**Tarefas a realizar**
1. Segundo o texto sobre a Flip, em que espaço as mesas foram organizadas nesta edição?
2. Dê prosseguimento ao texto sobre a Flip, começando logo após a última frase apresentada.

**Trecho do documento**
= = = = =

Opção por realizar debates dentro da igreja e curadoria com mais diversidade renovaram o evento

Lázaro Ramos declama na Flip, em palco na igreja.
Lázaro Ramos declama na Flip, em palco na igreja.

Pode parecer uma contradição. Mas ao transferir o palco principal da programação para dentro de uma igreja, a Festa Literária Internacional de Paraty (Flip), que acaba neste domingo, se dessacralizou. No popular, desceu das tamancas. Perdeu o ar de coisa inatingível. É que nas edições anteriores, a imponência das tendas construídas especialmente para o evento e a luminosidade baixa presente nesses espaços temporários acabava fazendo, muitas vezes, com que os autores parecessem seres de outro planeta. Ao organizar as mesas dentro da igreja da Matriz, um espaço cheio de luz e muito mais despojado – apesar de estarmos falando de um templo religioso –, os escritores e suas falas se aproximaram do público.

= = = = =

**Material fornecido**
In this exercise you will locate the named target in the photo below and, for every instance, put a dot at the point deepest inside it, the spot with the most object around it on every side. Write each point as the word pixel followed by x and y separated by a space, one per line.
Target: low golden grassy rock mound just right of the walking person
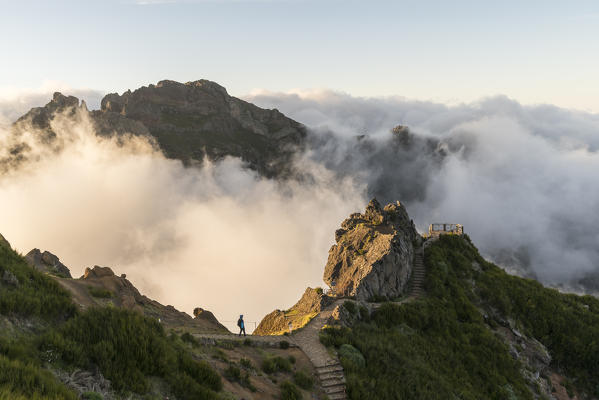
pixel 277 322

= = = = =

**Respostas às tarefas**
1. Dentro da igreja da Matriz.

2.
A novidade é um bom símbolo do êxito desta 15ª edição da Flip, que tinha o desafio de trabalhar com menos recursos e, apesar disso (e talvez um pouco também por isso), acabou apresentando ao público um mundo literário diverso, às vezes inesperado, e sempre atual. Ainda sobre a transferência do evento para dentro da igreja, Mauro Munhoz, diretor da Casa Azul, associação organizadora da festa, disse em entrevista coletiva neste domingo que, com a nova configuração, a impressão que dá é que se conquistou um “ponto de maturidade na ocupação do espaço público com cultura” nos dias de evento em Paraty.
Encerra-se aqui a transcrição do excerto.